# WHAT YOU WILL DO:
Count the lines below that contain the string "black", matching case exactly. Reply with the number alone.

# RECORD EXTRACTS:

○ ○ ○

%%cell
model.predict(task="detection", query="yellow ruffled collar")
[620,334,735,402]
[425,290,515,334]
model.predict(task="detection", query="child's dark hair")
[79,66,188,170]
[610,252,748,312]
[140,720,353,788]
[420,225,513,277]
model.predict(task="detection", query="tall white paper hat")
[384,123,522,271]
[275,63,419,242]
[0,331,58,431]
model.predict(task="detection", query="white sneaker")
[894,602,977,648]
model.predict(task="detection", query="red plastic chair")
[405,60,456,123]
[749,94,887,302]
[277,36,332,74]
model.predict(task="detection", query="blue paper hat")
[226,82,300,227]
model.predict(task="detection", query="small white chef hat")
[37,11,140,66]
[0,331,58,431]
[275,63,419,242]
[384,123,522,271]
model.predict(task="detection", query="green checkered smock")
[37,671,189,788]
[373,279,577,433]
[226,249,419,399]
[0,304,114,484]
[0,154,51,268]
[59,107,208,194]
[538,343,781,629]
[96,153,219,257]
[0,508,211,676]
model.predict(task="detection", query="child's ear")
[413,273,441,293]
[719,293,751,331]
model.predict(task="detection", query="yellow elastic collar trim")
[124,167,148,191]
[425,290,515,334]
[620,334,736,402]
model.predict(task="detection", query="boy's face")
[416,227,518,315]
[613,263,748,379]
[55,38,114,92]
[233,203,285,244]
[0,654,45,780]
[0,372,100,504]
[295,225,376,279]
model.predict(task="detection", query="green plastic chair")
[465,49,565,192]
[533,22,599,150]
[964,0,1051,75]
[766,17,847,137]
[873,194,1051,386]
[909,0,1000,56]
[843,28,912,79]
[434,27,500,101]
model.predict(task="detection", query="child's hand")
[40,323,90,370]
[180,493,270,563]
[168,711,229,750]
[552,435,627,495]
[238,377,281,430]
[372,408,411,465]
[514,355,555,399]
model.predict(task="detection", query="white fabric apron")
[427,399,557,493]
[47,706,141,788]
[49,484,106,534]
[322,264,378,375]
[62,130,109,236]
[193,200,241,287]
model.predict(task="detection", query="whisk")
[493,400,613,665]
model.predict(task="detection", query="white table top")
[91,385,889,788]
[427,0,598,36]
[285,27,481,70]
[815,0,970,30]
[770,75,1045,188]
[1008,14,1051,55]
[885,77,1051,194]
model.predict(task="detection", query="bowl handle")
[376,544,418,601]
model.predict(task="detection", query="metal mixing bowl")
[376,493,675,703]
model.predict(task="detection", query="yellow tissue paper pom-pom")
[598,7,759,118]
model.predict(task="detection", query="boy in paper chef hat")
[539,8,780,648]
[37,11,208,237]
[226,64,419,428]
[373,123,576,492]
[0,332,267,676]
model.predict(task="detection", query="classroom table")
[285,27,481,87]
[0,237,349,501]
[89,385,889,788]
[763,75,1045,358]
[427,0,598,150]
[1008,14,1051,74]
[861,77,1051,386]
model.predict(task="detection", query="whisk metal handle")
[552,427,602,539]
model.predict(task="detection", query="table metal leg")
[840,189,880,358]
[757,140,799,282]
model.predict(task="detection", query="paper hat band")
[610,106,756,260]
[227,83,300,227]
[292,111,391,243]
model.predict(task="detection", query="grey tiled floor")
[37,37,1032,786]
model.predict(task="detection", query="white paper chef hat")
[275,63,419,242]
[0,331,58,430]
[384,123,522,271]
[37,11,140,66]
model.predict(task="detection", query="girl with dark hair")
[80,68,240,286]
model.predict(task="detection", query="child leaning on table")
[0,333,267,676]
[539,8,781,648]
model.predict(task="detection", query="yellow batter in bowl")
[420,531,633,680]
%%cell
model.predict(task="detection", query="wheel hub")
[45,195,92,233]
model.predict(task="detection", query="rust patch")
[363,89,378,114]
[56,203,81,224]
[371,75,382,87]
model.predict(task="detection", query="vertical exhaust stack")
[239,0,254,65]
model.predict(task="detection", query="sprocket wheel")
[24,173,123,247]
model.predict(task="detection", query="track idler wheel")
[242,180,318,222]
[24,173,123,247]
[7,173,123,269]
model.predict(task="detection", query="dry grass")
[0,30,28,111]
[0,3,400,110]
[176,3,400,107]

○ ○ ○

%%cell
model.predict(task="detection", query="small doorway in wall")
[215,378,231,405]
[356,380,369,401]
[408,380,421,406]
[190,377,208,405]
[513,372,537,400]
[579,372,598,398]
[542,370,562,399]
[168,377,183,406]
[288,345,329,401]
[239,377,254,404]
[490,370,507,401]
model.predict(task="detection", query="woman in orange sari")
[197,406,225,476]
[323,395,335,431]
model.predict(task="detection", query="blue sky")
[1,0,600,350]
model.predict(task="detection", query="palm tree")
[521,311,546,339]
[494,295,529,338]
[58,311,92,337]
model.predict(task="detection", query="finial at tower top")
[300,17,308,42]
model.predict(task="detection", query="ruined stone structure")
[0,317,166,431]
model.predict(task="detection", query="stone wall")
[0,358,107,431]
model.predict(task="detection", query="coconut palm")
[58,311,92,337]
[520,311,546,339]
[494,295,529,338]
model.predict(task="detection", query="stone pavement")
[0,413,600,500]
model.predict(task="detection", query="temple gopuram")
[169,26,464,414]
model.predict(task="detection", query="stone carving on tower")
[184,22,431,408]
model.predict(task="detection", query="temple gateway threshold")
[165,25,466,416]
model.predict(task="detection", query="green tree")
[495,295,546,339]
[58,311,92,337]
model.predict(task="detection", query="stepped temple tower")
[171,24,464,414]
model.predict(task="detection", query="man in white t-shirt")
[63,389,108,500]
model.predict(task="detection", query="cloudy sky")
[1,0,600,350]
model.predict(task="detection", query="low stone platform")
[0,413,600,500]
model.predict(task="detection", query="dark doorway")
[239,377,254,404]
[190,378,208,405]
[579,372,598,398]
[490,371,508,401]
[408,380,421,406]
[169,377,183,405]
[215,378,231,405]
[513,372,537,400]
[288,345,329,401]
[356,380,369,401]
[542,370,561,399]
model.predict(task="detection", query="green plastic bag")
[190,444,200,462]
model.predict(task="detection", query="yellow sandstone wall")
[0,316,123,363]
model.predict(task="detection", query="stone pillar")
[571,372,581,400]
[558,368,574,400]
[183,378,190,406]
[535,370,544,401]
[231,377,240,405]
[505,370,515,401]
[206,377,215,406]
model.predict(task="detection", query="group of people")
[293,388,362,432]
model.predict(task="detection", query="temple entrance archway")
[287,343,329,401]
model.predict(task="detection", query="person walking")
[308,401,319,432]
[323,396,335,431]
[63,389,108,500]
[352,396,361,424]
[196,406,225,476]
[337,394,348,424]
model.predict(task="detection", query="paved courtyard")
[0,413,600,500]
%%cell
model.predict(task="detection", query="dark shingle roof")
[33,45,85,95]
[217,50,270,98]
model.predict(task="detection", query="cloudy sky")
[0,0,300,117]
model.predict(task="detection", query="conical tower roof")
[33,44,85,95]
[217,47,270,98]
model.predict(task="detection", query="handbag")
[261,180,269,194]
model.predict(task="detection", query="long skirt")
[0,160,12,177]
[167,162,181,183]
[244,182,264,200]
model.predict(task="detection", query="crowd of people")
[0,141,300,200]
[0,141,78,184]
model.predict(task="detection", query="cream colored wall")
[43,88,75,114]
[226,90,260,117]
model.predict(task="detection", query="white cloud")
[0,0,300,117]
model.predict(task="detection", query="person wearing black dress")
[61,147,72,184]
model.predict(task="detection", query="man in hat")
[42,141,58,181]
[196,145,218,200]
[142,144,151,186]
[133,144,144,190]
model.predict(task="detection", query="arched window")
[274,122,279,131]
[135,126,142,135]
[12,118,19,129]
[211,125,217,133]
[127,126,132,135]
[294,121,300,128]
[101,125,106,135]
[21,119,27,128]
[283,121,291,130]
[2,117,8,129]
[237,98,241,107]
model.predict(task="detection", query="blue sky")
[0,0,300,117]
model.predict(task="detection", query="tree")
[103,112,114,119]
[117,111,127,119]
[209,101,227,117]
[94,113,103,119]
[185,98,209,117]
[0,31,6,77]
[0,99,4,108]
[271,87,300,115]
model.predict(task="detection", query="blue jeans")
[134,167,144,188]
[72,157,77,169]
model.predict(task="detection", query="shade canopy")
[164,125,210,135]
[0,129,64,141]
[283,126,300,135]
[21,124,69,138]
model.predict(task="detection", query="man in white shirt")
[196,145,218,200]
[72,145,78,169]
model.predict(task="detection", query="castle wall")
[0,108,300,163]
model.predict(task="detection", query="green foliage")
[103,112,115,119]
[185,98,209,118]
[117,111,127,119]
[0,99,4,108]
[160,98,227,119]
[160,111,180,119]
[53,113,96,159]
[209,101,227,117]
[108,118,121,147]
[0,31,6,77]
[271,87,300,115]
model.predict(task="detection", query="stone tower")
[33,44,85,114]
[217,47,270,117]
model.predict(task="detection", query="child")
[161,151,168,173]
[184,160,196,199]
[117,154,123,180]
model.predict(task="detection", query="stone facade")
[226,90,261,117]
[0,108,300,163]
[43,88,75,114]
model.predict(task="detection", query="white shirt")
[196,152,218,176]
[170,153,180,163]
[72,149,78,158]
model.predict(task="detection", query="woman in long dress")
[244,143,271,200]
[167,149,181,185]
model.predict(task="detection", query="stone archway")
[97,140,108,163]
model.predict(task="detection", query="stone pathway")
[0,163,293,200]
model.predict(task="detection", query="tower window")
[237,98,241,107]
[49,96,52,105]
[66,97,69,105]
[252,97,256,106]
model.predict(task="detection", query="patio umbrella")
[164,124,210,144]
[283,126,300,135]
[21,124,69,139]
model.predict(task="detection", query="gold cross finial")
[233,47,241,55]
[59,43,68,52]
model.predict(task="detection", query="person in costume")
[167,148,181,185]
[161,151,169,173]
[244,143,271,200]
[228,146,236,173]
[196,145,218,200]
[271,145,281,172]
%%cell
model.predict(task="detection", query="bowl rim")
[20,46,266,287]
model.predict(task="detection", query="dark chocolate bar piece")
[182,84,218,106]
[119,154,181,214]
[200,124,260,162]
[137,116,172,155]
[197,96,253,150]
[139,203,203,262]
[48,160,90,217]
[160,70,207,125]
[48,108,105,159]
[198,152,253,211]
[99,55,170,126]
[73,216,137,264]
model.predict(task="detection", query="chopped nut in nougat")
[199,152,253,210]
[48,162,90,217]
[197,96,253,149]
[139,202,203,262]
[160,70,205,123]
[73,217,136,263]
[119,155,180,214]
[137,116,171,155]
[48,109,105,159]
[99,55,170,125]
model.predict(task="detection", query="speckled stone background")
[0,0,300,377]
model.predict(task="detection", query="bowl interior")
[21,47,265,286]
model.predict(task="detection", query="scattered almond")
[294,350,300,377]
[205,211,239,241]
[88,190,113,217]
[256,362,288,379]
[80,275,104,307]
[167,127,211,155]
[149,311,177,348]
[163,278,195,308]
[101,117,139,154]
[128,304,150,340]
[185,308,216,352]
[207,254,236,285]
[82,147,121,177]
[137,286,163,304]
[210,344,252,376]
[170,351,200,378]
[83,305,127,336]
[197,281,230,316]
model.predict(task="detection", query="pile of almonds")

○ ○ ○

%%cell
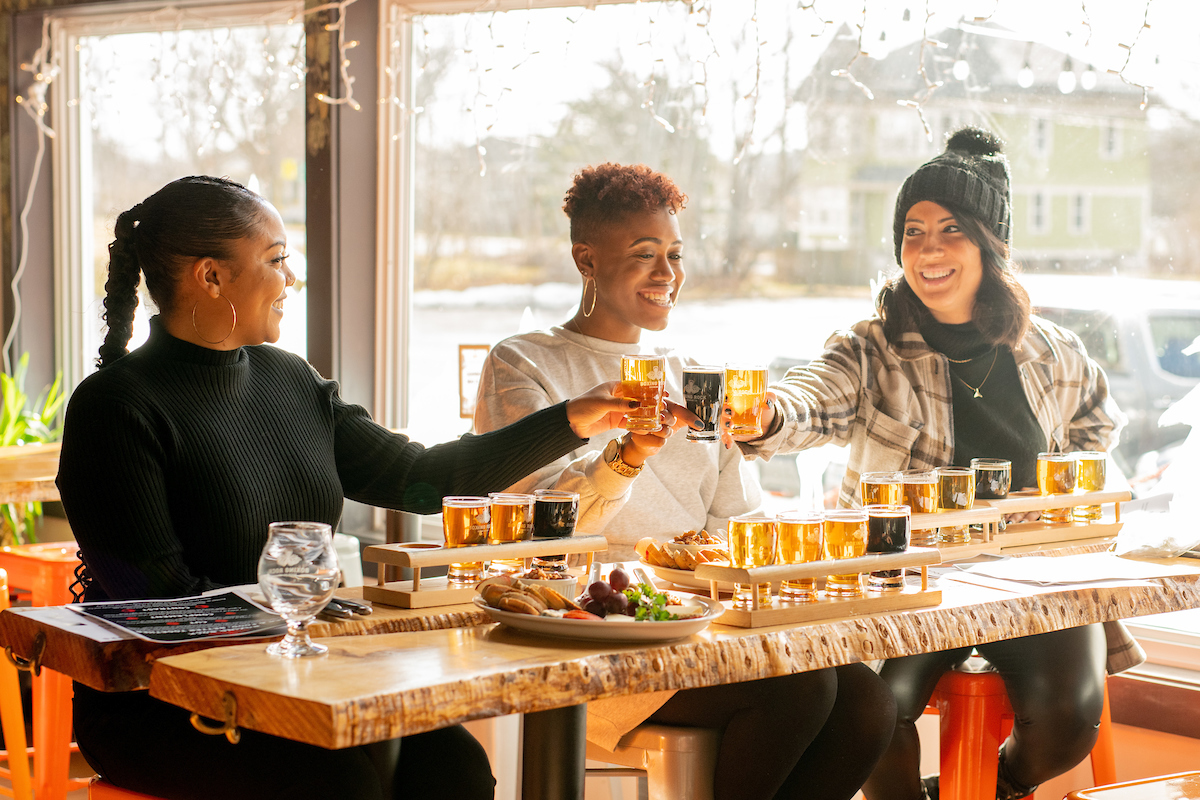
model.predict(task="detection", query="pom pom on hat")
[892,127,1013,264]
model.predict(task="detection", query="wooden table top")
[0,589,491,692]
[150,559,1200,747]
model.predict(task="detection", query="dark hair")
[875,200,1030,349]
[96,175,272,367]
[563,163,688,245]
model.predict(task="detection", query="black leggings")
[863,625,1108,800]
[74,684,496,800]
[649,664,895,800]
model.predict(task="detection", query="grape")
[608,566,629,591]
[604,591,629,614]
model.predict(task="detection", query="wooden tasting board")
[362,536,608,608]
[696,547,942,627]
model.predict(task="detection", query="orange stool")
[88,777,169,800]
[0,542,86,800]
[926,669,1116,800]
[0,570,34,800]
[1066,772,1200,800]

○ ○ ○

# ANSWER TO THIS EXERCISE:
2